(DATASET EXTRACT)

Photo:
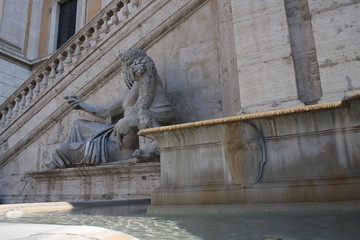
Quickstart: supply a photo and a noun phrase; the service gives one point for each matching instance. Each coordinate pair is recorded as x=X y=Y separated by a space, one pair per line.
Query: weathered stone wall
x=336 y=29
x=31 y=139
x=296 y=155
x=216 y=58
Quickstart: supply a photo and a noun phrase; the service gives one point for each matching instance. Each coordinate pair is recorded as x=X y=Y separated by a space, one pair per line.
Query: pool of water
x=133 y=220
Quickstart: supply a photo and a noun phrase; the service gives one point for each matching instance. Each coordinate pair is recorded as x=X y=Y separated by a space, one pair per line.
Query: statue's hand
x=74 y=101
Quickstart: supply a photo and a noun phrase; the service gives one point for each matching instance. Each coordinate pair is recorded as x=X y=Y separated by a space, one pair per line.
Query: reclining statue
x=143 y=106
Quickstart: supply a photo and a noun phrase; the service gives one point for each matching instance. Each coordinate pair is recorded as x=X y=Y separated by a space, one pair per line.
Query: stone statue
x=245 y=153
x=144 y=106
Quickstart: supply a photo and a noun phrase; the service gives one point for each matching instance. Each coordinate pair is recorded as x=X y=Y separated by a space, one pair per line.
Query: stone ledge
x=253 y=208
x=64 y=206
x=101 y=170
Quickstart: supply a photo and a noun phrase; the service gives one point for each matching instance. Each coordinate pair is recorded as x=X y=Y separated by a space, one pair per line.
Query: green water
x=133 y=220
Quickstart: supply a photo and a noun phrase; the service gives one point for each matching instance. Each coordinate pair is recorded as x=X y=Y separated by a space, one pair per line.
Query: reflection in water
x=133 y=220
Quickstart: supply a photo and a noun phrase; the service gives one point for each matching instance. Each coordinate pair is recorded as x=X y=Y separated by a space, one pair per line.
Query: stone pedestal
x=107 y=182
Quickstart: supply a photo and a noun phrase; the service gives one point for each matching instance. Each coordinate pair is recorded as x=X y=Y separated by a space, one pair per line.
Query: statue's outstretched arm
x=110 y=110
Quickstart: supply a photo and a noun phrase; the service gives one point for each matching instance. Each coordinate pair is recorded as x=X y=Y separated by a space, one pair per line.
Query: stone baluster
x=125 y=8
x=17 y=105
x=105 y=26
x=60 y=67
x=96 y=35
x=45 y=80
x=37 y=85
x=3 y=119
x=23 y=99
x=77 y=52
x=9 y=113
x=136 y=3
x=30 y=94
x=53 y=70
x=87 y=41
x=68 y=60
x=115 y=18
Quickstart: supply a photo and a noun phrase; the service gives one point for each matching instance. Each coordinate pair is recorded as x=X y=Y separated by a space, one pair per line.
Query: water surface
x=133 y=220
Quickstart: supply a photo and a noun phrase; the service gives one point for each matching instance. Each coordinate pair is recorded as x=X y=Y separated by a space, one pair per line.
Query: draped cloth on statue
x=87 y=144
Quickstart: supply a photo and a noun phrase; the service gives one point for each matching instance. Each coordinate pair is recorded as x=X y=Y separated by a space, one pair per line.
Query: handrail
x=67 y=57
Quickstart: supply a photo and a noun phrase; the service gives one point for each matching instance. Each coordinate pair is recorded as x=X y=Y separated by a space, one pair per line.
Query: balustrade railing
x=65 y=58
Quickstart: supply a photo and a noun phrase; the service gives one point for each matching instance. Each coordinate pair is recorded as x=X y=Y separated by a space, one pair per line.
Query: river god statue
x=144 y=106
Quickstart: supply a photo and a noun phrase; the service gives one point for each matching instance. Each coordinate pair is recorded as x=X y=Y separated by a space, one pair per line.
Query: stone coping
x=258 y=115
x=18 y=231
x=121 y=167
x=20 y=208
x=254 y=208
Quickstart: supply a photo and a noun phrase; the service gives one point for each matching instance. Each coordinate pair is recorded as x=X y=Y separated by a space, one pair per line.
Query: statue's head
x=132 y=54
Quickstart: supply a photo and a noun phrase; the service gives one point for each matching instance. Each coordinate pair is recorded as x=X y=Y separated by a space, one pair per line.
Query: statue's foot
x=49 y=165
x=146 y=155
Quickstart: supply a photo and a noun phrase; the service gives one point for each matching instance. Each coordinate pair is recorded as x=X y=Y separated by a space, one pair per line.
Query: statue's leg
x=83 y=129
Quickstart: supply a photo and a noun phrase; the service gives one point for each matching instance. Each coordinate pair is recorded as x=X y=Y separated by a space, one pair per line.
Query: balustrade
x=81 y=44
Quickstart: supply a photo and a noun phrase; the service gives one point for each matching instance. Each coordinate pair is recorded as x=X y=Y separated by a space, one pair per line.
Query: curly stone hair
x=132 y=54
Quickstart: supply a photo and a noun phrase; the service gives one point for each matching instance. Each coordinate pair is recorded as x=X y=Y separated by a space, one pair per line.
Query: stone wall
x=216 y=58
x=295 y=155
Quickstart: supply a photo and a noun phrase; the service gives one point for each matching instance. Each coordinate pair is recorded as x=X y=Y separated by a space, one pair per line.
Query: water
x=133 y=220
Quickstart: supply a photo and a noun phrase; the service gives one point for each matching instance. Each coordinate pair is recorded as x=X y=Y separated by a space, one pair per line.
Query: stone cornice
x=246 y=117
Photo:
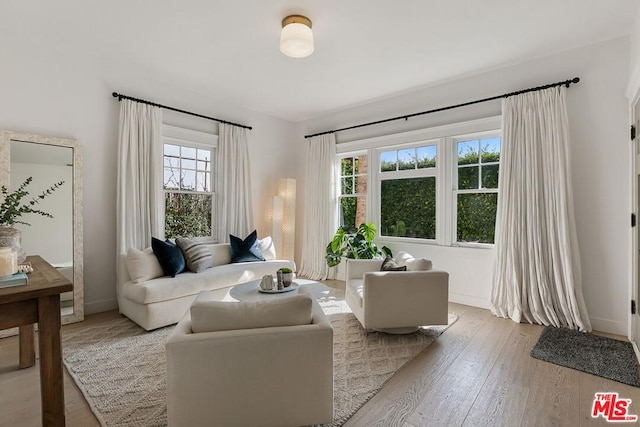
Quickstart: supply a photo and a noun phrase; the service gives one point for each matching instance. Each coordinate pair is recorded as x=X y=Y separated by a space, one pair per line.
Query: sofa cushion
x=246 y=250
x=189 y=283
x=210 y=316
x=170 y=257
x=389 y=264
x=267 y=248
x=197 y=256
x=143 y=265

(End DATASET EXTRACT)

▸ PROBLEM TO WORK ON: Output every line above exactly as it stands, and drop any picture.

▸ RESPONSE TO THE EXERCISE:
Photo:
Quickstart: supply a photo and a noun phrase; the service gives one point for each matching instance. Each coordinate pair is recorded as x=X y=Y separated by a space, one pair per line.
Query: weathered stone wall
x=336 y=29
x=31 y=139
x=296 y=155
x=216 y=58
Quickstart: supply a photo and a noun phrase; the service gives one point for each matching instance. Each coordinate pair is recorded as x=X y=Y separated by a space, one pair per line.
Query: pool of water
x=133 y=220
Quickstart: supply a photo and a noun phrase; the service gives one point for each matching instance. Each coordinate pair is recorded as x=X y=Y separated by a space, one pair per line.
Query: statue's hand
x=74 y=101
Quickstart: supply a photo and a noun phrase; the service gives one point for each matching instance. Each coordinate pair is recorded as x=X y=Y separated by a space, one pair per line.
Query: reclining statue
x=143 y=106
Quickstart: supply a photo and a noun phrase; the service gives one point for each matching instance. Each coordinate pair is recorded as x=X y=Y separated by a space, one pair per line.
Query: stone statue
x=245 y=153
x=144 y=106
Quickstart: supply a photo and a noun phrase; the service gives one point for each matching instance. Each coordinate pair is recorded as x=X y=Y separated by a space, one pair per line.
Query: stone ledge
x=253 y=208
x=64 y=206
x=101 y=170
Quickstart: supply a photo and a noun phrase; the service gives one point for each matching instance. Each coordinate pair is recorded as x=X y=Y separated by a space, one pair per line.
Query: green water
x=133 y=220
Quickstart: supply a photo and a noun phrase; the service gives one point for each matching instance. Each coordinate pair is recorded as x=X y=Y separated by a space, one pair per line.
Query: reflection in water
x=133 y=220
Quickstart: supply a photo and a noun phrase; the service gives one point for each matching instance. Each coordinate pair is recorded as x=X y=Y separated by a space, one pair per line.
Query: stone pedestal
x=107 y=182
Quickstart: supply a photo and a noun phrase; the service gives one point for each matching instance. Each coordinate pair is recorded as x=X y=Y separated by a space, one pair per line.
Query: statue's outstretched arm
x=110 y=110
Quickstart: supply a photo and a noun phrase; the service gives one point for each matching instance. Each coordinate pair is recorded as x=X y=Y separated by a space, one pair per line.
Query: stone baluster
x=125 y=8
x=17 y=105
x=105 y=26
x=60 y=67
x=96 y=35
x=45 y=80
x=37 y=85
x=3 y=119
x=23 y=99
x=77 y=52
x=9 y=113
x=136 y=3
x=30 y=94
x=53 y=70
x=87 y=41
x=68 y=60
x=115 y=18
Quickstart: supply a photo and a noun phrase; the service gives one point for each matching instance. Each coordinate pair is recorded as x=X y=Y separated by a space, one pair per line.
Query: water surface
x=133 y=220
Quickstart: supply a photo and a noun phrase; the service gives one point for each matching instance. Each coordinate pair is recorded as x=X y=Y separated by a space, one pair per line.
Query: draped cloth on statue
x=87 y=144
Quickstart: supply a photo and a noun phrase; the service gives one point for each matching instance. Each coordinate pair is recorded as x=X y=Y separated by a space, one pair per line.
Query: handrail
x=67 y=57
Quickstart: supply a photo and a noun phrase; the service gives one point for each matching instance. Each coordinate pair is recorded as x=X y=Y separated by a space, one pair per line.
Query: balustrade railing
x=65 y=58
Quickstart: supply a photo and a noun phrase; the service gives one point for each matching instance. Each coordinate pair is recorded as x=X y=Y separated by a space, one pair per line.
Query: river god statue
x=144 y=106
Quickstart: supply a photo and a noun phrase; the service gives one point for each matching instance. Each coordinate pair is recorded as x=X y=Y separated by a space, one pair per line.
Query: stone coping
x=258 y=115
x=18 y=231
x=121 y=167
x=20 y=208
x=254 y=208
Quickstart: supply a photo and a noun phrase; the service gives one point for each matching instance. Each coordinate pair is recorded as x=X y=Y separated by a space, one pair per line.
Query: statue's head
x=132 y=54
Quickstart: supply a photo and a noun phrase; the service gives one point for each matching instance. Each coordinate pair is recorded as x=X y=Y separated by a space, one pair per line.
Query: statue's foot
x=49 y=165
x=146 y=155
Quickstart: supply a photo and a noun phrase; the service gives one point for each matching instance. Each coordinate pair is recorded as x=X y=Y separated by a space, one pair per line.
Query: statue's leg
x=83 y=129
Quickstart: supply a photo and a noun phrase; the service gives one point for each matching instance. Each coordinate pair is recorded as x=X y=Y separated by a space, one pair per line.
Query: balustrade
x=81 y=44
Quickstart: supply a photo and a noun phrase; the service gives one point for each matching instance. Each coordinate pair is recorded as x=X y=Y separated by a space, one pair per line.
Query: curly stone hair
x=132 y=54
Quickstart: supply a photo and a noun phrase; the service gives one point for each matching instance. Each coordinate pair is recorded as x=X y=Y separated by a space, one pair per line.
Query: stone wall
x=216 y=58
x=295 y=155
Quickstart: supply a photo and a noun phrase; the service gives one point for each matching instance. Each coordinate pair is recorded as x=X y=Y separated by a space, one pair per line.
Query: water
x=133 y=220
Quickstart: supply a photo and a noun phrase; the service gives one point for each matching instance. Each coordinate pair is recorded as x=X y=Y separated by a space, one pair per line.
Query: stone cornice
x=246 y=117
Photo:
Quickstart: supply a photo and a noun phrase; the service gives one point for each matching instance. Each coordinate pair is recorded as x=X y=Y separated by a space, one pair per line.
Query: sofa cushion
x=246 y=250
x=189 y=283
x=210 y=316
x=170 y=257
x=389 y=264
x=267 y=248
x=197 y=256
x=143 y=265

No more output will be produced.